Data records
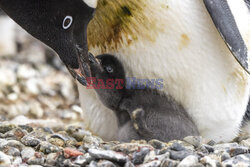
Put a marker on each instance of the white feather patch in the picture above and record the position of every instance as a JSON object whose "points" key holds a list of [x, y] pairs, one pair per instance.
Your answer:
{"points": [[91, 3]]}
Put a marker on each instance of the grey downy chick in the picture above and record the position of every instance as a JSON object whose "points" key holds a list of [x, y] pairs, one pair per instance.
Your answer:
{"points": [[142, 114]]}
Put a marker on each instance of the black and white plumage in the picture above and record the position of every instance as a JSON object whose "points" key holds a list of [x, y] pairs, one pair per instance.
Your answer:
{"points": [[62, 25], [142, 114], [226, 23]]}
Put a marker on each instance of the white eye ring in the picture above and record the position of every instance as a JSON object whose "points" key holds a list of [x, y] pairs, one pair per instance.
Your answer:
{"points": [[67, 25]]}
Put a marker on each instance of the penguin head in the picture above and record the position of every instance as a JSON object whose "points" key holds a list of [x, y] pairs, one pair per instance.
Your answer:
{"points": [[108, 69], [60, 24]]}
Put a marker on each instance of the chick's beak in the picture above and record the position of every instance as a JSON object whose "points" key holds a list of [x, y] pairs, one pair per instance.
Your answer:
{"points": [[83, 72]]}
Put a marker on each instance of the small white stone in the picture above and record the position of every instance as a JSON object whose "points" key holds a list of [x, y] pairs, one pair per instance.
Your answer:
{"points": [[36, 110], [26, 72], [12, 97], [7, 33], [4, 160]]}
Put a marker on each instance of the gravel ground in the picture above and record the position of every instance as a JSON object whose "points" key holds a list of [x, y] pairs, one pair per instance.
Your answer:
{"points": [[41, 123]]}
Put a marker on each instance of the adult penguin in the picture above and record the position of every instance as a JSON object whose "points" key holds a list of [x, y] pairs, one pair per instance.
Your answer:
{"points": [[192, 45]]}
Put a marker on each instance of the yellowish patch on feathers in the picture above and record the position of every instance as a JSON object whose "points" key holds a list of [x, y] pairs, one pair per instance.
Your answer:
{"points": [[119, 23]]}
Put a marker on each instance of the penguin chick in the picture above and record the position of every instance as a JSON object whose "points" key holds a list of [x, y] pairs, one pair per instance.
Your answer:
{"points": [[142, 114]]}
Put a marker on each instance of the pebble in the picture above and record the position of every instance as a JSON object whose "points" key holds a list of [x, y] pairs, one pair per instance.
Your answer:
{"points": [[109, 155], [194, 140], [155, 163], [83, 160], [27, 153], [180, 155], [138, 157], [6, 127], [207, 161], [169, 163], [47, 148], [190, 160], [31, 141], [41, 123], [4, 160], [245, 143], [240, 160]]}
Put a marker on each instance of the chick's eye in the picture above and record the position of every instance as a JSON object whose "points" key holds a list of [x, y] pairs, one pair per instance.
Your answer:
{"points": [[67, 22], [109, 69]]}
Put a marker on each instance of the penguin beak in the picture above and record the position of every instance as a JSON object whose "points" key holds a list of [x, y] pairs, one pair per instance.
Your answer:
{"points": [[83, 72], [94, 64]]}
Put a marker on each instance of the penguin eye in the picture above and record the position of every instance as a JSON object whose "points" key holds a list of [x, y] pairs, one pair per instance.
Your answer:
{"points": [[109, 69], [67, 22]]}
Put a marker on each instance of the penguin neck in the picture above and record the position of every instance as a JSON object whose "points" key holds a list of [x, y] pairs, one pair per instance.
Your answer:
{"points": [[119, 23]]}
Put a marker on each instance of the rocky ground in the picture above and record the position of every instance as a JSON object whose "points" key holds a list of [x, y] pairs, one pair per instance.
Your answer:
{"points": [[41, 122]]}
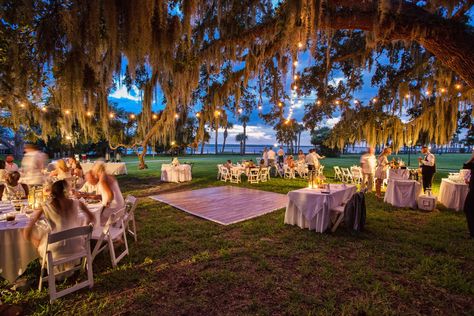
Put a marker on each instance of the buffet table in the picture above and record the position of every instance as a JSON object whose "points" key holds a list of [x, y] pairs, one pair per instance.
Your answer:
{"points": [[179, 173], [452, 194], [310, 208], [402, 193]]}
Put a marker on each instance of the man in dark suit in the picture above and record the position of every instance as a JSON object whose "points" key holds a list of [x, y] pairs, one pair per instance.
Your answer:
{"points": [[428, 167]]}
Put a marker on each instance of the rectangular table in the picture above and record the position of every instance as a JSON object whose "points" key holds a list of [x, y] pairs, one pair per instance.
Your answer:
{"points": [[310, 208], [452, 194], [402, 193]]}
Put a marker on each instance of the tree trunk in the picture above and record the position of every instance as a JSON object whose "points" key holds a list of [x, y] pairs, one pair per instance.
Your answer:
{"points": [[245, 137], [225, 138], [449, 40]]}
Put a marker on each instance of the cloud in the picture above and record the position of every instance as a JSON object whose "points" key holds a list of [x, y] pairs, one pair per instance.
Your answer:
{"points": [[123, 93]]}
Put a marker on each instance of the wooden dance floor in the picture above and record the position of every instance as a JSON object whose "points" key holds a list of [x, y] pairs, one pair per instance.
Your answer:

== Your objective ==
Every entry must be transcribed exactly. Pictures do not belong in the copy.

== Exercise result ==
Put a marker on each instance of the white feather patch in the picture above and record the position of every instance as a JSON object whose "points" key holds a list of [x, y] pairs, one pair per instance.
Your answer:
{"points": [[91, 3]]}
Put a marker on each instance of the grey downy chick in the picture above and record the position of every instance as a JSON object whose "points" key holds a list of [x, y] pairs, one pair per instance.
Your answer:
{"points": [[142, 114]]}
Put a marker on each instance of the black and white plumage in the picture above and record the position of every instance as a JSON object whose "points" key holds a list of [x, y] pairs, one pair per instance.
Your answer:
{"points": [[62, 25], [142, 114], [226, 23]]}
Put a marker on each instance of the white eye ring in the picture above and record the position of every instance as a JSON object whose "points" key holds a list of [x, y] pairs, one pair per instance.
Your answer:
{"points": [[67, 25]]}
Put a marker on each instance of the penguin head in the picture above and record the position of every instance as a JSON object whose "points" key holds a list of [x, y] pairs, one pair per instance.
Your answer:
{"points": [[108, 69], [60, 24]]}
Put a marker on each instance of the chick's beak in the picture above and record the position of every instance as a JSON object whose "points" key holds a list of [x, y] pairs, one pair per instance.
Your answer:
{"points": [[83, 72]]}
Put a marker on each instance of the small white stone in the picture above and record the position of every instance as a JSON object whose "points" key holds a list of [x, y] pairs, one pair per instance.
Your answer:
{"points": [[36, 110], [26, 72], [12, 97], [7, 33], [4, 160]]}
Put a marker on each instance of the gravel ground in the picture above and record the position of every instance as a JSON object whose "points" key holds a list of [x, y] pairs, one pair per instance.
Your answer:
{"points": [[41, 123]]}
Put a marker on each instance of the adult penguin in the picture above and record the position of every instance as a JSON object whose "points" key holds a list of [x, y] pairs, one pair per instance.
Your answer:
{"points": [[192, 45]]}
Put a marker on each instance of the yellowish patch on feathers in the picture above and record the position of every instance as a JSON object whose "points" key holds a list of [x, y] pairs, one pair per instance.
Your answer:
{"points": [[119, 23]]}
Put a marker on each instance of the penguin chick in the picture above and record the position of every instance as a JSON object whose "points" key holds a list of [x, y] pairs, one pair per instance.
Your answer:
{"points": [[142, 114]]}
Put a marker on each instance of the pebble in the picture above and record the position of every instance as a JSON object whose "points" key holds a list of [x, y] pairs, one pair per instance.
Your answer:
{"points": [[109, 155], [194, 140], [155, 163], [83, 160], [27, 153], [180, 155], [138, 157], [6, 127], [207, 161], [169, 163], [47, 148], [190, 160], [31, 141], [41, 123], [4, 160], [245, 143], [240, 160]]}
Put a marker on each instance of the chick's eye in the picture above and record the position of every instance as a JSON object whose "points" key holds a list of [x, y] pairs, one pair per instance.
Your answer:
{"points": [[67, 22], [109, 69]]}
Put a marker on each instance of the penguin beak in the picture above and record the position of every instance as a JSON object whose "points" key holds a list of [x, y] pairs, one pair per instance.
Your answer:
{"points": [[83, 72], [94, 64]]}
Put a marker on each instance of the penguin eye in the picture above and record the position of every instance as a JSON object whose "points" key holds a list of [x, y] pairs, one pair per instance.
Your answer:
{"points": [[109, 69], [67, 22]]}
Put a marker on each instance of the penguin neck in the picture above and record the position of every instance as a JSON object whose "points" key holds a list of [x, y] pairs, one pair per instance.
Your answer:
{"points": [[119, 23]]}
Put a marker on each instance of the rocky ground in the picture above and record the position of every instance as a JSON object whose "points" key holds a list of [x, y] pairs, one pair per instance.
Your answer:
{"points": [[41, 122]]}
Put a marker on each instance of the buffet table in the picture above and record the position of every instance as a JSON object whose "points" key holds a list of [x, y] pairs, one pair per instance.
Your answer:
{"points": [[179, 173], [452, 194], [310, 208], [402, 193]]}
Put a marker on each instance of the man in dark suit in the picture above and record the position of every instance as a JSON object whose "points" key holds a list of [x, y] pairs, one pair per instance.
Your answer:
{"points": [[428, 167]]}
Put a marker on each instance of the rectangular table in the picture above and record the position of every instance as a JSON object whose "points" key holds a list of [x, y] pairs, one pair per instance.
Your answer:
{"points": [[310, 208], [452, 194], [402, 193]]}
Put a marker on each instance of the tree trunk in the picture above and record the position of every instance as a JSON object whose "points" key holds a list of [x, y] pairs, one pair per instance.
Your answer:
{"points": [[245, 137], [225, 138], [449, 40]]}
Put a marker on each instance of the cloud in the picture above and record the position of every instance as a JSON object whose "points" key holds a list of [x, y] pairs, one pair per instance.
Your answer:
{"points": [[123, 93]]}
Put a marker on each instance of the wooden dance floor in the picture above and record the position of every instance as a JSON object whose "points" key holds a list of [x, y] pairs, one pair per instance.
Your answer:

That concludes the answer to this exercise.